:: Teks Bacaan ::

Kisah Psikhe sarat dengan aspek-aspek yang dikaji dalam psikologi: keingintahuan, cinta, belas kasih, altruisme, ketekunan, kebutuhan (kebutuhan Afrodit untuk dikagumi, kebutuhan Psikhe untuk dicintai, dan lain-lain), persepsi diri, dan tentu juga relasi (pasangan, anak-orang tua, menantu-mertua, saudara kandung, sahabat, dan figur-figur lain).

Khususnya mengenai kisah Psikhe dan Eros, bagian ini tidak hanya bertutur tentang kisah cinta yang harus diperjuangkan ataupun tentang aspek kesetiaan, kepercayaan, dan kejujuran. Kisah ini dapat dilihat dari sisi lain bahwa dalam menjalin hubungan dengan orang lain, kita tetap perlu menjaga ke-aku-an diri kita. 

Relasi kita dengan orang lain tidak boleh sampai membuat kita kehilangan diri kita sendiri. Sebelum dapat menjalin hubungan dengan orang lain, kita juga harus terlebih dahulu mengenali diri dan menemukan diri kita sendiri. 

Kedua, melalui mitologi Psikhe, kita belajar bahwa keputusasaan dapat menjadi bagian dari hidup, tetapi yang terpenting adalah kapasitas jiwa untuk bangkit dan melanjutkan kembali perjuangan. 

Psikhe juga mengajarkan bahwa manusia adalah pemegang kontrol dalam hidupnya sendiri; ia punya pilihan atas hidup yang ia jalani. Dan jika ia memilih untuk menciptakan hidup yang indah, ia harus dan dapat memampukan diri untuk mewujud-nyatakannya.

:::
:: Data Tersimpan ::

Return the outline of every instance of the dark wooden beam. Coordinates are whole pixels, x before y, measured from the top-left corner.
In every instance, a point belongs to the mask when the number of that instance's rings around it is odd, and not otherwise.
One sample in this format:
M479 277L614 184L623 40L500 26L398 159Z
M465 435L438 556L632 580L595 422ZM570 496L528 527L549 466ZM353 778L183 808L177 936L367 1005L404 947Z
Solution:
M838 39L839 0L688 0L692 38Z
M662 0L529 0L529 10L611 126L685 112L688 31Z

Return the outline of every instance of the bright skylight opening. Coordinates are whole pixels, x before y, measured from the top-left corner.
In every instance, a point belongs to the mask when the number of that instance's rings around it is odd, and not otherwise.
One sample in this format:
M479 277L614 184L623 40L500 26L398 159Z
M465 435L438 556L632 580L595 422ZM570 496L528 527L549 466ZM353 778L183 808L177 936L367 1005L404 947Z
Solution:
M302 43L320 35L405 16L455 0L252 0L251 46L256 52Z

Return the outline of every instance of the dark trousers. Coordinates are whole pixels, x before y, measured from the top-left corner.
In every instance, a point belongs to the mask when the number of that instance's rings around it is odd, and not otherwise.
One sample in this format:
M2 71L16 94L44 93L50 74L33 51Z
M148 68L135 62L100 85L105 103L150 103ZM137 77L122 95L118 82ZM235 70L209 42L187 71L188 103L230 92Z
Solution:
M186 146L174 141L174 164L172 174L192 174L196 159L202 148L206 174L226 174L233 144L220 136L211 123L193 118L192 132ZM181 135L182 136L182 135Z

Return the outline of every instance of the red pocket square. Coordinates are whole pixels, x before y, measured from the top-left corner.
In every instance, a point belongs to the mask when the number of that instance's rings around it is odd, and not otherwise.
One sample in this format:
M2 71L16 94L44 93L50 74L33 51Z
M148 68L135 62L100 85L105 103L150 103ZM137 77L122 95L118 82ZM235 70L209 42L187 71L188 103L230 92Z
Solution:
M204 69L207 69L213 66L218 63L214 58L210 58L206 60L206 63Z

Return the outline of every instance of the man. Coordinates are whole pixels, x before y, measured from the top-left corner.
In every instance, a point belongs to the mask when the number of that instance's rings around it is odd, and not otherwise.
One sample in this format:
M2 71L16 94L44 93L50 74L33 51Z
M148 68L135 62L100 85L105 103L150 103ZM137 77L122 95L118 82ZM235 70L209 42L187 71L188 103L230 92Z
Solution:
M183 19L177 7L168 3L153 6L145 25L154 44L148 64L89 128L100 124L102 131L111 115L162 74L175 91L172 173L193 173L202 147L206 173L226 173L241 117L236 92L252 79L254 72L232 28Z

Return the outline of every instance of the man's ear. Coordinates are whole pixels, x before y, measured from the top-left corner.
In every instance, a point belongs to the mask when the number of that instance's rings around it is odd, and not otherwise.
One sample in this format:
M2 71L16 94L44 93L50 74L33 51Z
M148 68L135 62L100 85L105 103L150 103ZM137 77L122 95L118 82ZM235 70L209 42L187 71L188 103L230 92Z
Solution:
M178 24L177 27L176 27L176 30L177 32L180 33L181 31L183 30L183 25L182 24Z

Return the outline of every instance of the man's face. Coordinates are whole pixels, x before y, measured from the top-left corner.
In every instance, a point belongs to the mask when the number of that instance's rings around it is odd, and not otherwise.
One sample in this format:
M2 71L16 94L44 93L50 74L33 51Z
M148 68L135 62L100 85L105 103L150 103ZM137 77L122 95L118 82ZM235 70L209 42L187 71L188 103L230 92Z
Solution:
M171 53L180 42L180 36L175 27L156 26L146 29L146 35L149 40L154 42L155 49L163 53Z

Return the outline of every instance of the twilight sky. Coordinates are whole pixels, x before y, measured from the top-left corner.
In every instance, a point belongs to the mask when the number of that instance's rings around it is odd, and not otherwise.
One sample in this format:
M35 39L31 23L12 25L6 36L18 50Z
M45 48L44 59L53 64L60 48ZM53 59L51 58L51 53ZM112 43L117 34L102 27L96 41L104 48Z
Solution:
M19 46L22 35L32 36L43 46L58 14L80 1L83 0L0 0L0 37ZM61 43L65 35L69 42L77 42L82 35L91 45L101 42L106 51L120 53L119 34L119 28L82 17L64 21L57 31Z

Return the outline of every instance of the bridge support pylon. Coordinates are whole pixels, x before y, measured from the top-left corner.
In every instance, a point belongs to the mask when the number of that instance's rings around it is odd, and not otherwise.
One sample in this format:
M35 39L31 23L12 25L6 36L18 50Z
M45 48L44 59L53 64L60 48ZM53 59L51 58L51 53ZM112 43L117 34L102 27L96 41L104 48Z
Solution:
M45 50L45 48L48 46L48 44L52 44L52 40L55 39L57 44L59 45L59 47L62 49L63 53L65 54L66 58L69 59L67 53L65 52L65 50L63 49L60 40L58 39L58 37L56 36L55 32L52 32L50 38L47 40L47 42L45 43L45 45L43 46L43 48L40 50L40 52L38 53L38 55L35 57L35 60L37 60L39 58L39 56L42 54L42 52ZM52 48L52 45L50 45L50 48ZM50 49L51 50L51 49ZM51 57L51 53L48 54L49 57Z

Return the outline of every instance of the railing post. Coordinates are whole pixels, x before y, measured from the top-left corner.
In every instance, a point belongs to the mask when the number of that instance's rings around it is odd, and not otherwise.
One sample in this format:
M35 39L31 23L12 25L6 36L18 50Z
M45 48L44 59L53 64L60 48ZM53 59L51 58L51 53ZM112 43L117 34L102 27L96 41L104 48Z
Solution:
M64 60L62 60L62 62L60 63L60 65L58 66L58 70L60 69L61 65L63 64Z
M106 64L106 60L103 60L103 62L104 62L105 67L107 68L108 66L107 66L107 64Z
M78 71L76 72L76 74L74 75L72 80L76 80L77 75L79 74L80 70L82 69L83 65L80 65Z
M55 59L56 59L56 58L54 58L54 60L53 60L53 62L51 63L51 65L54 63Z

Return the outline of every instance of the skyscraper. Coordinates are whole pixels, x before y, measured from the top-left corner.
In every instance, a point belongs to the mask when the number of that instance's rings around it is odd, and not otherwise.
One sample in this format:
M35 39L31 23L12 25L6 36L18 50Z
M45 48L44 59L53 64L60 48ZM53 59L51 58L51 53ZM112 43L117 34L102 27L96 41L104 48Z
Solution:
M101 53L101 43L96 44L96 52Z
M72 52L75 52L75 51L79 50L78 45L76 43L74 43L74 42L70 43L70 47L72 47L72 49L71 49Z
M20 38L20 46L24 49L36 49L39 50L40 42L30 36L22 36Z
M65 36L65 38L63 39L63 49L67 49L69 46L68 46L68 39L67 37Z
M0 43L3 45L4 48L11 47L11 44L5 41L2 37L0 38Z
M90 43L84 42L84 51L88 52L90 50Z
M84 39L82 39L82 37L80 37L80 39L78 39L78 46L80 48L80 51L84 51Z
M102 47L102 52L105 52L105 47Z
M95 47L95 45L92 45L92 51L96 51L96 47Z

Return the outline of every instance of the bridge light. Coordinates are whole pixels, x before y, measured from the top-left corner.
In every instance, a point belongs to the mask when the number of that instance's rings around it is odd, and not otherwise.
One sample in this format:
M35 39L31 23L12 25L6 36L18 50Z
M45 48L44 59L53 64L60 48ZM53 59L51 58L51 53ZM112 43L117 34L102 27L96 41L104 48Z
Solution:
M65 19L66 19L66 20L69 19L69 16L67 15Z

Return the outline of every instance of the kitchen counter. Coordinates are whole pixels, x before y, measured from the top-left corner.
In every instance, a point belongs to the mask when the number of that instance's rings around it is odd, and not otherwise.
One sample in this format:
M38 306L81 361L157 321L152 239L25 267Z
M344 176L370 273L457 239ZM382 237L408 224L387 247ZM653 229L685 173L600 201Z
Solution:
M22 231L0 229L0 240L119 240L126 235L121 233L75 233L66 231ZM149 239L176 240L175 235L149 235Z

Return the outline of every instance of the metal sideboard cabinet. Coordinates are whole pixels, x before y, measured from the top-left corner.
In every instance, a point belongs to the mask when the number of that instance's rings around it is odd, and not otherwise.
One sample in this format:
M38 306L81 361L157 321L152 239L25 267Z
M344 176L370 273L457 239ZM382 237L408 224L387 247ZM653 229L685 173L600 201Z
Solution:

:::

**Soal Tugas**
Jawab pertanyaan berikut dari teks tentang Psikhe:
1. Kebutuhan Afrodit disebut sebagai kebutuhan untuk apa?
2. Apa yang harus dilakukan lebih dulu sebelum bisa menjalin hubungan dengan orang lain?
3. Saat menghadapi keputusasaan, apa yang disebut paling penting?
Jawab hanya dengan berpegang pada teks tentang Psikhe.

**Jawaban Soal**
1. Untuk dikagumi.
2. Mengenali diri dan menemukan diri kita sendiri.
3. Kapasitas jiwa untuk bangkit dan melanjutkan kembali perjuangan.